=== Explore the material ===
- 1) In the text on the University of Agriculture, Faisalabad, translate this sentence into Spanish: "At independence in 1947, Pakistan was a predominantly agricultural country."
- 2) Resume the account of the University of Agriculture, Faisalabad right after its last sentence and carry it forward.

(Text excerpt begins)

University of Agriculture, Faisalabad (UAF)
- Latin: studio rusticarum Faisalabad^{[citation needed]}
- Former names: Punjab Agricultural College and Research Institute (1906); West Pakistan Agricultural University (1961);
- Motto: Et ex omnibus virtutibus universitatis inter capability (Latin)
- Motto in English: The University brings out all abilities, including capability
- Type: Public research university, land-grant
- Established: 1906 (as an institute) 1961 (as a university)
- Affiliations: Higher Education Commission (Pakistan) Pakistan Engineering Council Pakistan Veterinary Medical Council Pharmacy Council of Pakistan Association of Commonwealth Universities
- Budget: PKR 10 billion (2020-21)
- Chancellor: Governor of Punjab
- Vice-Chancellor: Zulfiqar Ali
- Students: 35,000 (September 2021)
- Location: Faisalabad-38000, Punjab, Pakistan
- Campus: 2,550 acres (10.3 km^{2}), Urban and Suburban;
- Colors: Dark blue, Baby blue & Golden yellow
- Website: uaf.edu.pk

= University of Agriculture, Faisalabad =

Public university in Faisalabad, Pakistan

The University of Agriculture (UAF) is a public research university in Faisalabad, Pakistan. It is the largest university of Pakistan by area, with a covered area of 2,550 acres. It is ranked as a top university of Pakistan for Agriculture/Veterinary and is ranked among top ten Pakistani universities in general category.

== History ==
===Origins===
The University of Agriculture, Faisalabad (Urdu: ), (formerly: Punjab Agricultural College and Research Institute), is a university in the city of Faisalabad, Punjab, Pakistan. It was established in 1906 as the first major institution of higher agricultural education in the British Punjab.

In 2009, the Vice Chancellor of the university said:

"Ours is the first agriculture university of the subcontinent so we are the trendsetters in this regard and have a specialised mandate. Faisalabad was chosen by our colonial rulers to set up an agriculture university as it was sandwiched between two canals."

At independence in 1947, Pakistan was a predominantly agricultural country. Despite subsequent industrialisation and development, agriculture remains central to its economy. After independence, the Government of Pakistan appointed the National Commissions on Food and Education to reform the existing agrarian system and to formulate measures for developing better agricultural potential. The commissions advocated for the establishment of an agricultural university for research and education. This resulted in the upgrade of the former Punjab Agricultural College and Research Institute in 1961. This had been the first university established by the British Empire. Plans were approved in 1906, and the foundation stone laying ceremony was carried out by Sir Louis Dane, the then lieutenant and governor of the Punjab. The college opened in 1909. The principal between 1923 and 1931 was Thomas Brownlie. By 1989, the university was reported to have 345 academic staff, 3,400 undergraduates and 600 postgraduates, and to be the country's "largest academic institution in agriculture".

(Text excerpt ends)
(Exercise data begins)

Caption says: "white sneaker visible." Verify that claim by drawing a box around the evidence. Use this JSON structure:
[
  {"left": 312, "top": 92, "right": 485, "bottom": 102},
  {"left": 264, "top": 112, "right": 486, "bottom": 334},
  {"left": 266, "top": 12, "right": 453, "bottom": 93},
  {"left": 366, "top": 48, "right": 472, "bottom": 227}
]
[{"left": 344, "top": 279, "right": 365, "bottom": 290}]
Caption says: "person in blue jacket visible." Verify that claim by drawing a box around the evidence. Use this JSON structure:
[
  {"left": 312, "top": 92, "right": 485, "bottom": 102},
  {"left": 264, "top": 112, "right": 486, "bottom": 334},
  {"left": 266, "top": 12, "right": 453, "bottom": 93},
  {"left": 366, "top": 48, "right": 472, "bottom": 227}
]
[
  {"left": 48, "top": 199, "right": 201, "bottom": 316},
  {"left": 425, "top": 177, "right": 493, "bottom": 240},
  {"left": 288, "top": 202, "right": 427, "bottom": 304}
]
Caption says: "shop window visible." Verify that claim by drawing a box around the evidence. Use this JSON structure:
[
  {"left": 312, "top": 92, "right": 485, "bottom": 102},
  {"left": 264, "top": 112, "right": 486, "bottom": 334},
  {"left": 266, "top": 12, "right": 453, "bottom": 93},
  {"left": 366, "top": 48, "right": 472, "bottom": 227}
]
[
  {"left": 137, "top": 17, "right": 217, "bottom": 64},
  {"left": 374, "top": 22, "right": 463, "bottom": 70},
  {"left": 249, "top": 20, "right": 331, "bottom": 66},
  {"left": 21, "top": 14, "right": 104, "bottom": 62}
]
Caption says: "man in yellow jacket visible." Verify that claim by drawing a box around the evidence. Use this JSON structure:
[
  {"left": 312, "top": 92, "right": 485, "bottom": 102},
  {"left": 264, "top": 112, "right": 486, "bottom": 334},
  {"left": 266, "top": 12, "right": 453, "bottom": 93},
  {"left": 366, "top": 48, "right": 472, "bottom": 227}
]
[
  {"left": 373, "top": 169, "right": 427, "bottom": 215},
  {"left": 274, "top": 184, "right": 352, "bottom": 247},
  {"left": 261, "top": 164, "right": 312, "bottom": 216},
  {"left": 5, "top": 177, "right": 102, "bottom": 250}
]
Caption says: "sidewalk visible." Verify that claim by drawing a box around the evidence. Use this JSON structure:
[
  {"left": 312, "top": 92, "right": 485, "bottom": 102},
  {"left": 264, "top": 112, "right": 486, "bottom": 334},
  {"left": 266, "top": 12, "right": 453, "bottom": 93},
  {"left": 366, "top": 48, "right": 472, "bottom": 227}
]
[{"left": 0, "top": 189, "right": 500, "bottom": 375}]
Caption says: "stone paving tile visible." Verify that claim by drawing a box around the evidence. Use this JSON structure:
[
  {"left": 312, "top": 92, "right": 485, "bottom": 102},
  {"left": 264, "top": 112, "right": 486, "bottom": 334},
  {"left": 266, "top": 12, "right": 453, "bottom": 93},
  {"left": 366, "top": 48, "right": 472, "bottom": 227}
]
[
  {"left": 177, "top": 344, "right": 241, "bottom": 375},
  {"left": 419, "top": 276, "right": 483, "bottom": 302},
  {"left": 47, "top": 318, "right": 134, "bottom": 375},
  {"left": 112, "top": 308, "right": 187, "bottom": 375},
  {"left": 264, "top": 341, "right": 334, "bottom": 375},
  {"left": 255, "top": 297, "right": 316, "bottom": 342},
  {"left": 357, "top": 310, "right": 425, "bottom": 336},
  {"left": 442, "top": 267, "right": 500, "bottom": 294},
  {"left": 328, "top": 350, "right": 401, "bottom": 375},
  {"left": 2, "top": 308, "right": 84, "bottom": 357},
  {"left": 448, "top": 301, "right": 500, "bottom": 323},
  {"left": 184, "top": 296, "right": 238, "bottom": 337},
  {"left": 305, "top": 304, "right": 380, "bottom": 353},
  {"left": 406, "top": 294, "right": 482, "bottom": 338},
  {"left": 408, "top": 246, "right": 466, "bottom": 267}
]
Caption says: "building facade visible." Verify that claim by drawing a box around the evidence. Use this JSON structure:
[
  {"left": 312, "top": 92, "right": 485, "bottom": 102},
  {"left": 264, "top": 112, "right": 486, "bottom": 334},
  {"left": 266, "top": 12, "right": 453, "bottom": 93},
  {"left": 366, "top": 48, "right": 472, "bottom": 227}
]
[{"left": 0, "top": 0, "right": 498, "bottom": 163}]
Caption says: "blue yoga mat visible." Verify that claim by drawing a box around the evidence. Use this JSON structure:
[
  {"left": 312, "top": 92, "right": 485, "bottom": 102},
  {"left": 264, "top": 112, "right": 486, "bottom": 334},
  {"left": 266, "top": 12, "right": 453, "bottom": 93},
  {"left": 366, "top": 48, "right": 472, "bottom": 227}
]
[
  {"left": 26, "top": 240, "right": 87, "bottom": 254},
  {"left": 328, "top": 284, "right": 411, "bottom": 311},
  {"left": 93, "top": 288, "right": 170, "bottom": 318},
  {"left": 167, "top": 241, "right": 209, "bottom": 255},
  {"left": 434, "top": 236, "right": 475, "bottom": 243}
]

(Exercise data ends)

=== Responses by item number ===
- 1) Al momento de la independencia, en 1947, Pakistán era un país predominantemente agrícola.

- 2)
The new campus is green with a conglomeration of monolithic blocks built in a modern style, and the old campus is reminiscent of traditional Muslim architecture. The main campus is situated in the centre of the city (12 km northeast of the Faisalabad International Airport), about 2 km away from the city centre and clock tower.

The university has a Zoology Museum, Art Gallery and University Library.

The university has hostels for men and women, including Jinnah Hostel (named after the founder of Pakistan Muhammad Ali Jinnah), Iqbal Hall, Fatima Jinnah Hostel and Hailey Hall. It accommodates over 15,000 students and approximately 12,000 day scholars.

==Organisation and administration==
===Faculties and departments===
UAF is organised into faculties of Agriculture, Agricultural Engineering and Technology, Food Nutrition and Home Economics, Social sciences, Animal Husbandry, Food Sciences, Biotechnology, Biochemistry, Plant and Animal Breeding, Veterinary Science, Doctor of Pharmacy, Mathematics, Statistics and Sciences. A community college is on the main campus in Faisalabad. The College of Veterinary Sciences at Lahore was affiliated and is now a separate entity known as the University of Veterinary and Animal Sciences, Lahore (UVAS).

These units offer programmes leading to undergraduate and graduate degrees in agriculture and allied fields. HEC ranks the University of Agriculture, Faisalabad as the best in the agriculture/veterinary field in Pakistan. The University of Agriculture Faisalabad ranked number four among the top ten universities in Pakistan.

====Faculty of Agriculture====

- Six departments – Agronomy, Plant Breeding and Genetics, Agricultural Entomology, Plant Pathology, Crop Physiology and Forestry, Wildlife & Range Management.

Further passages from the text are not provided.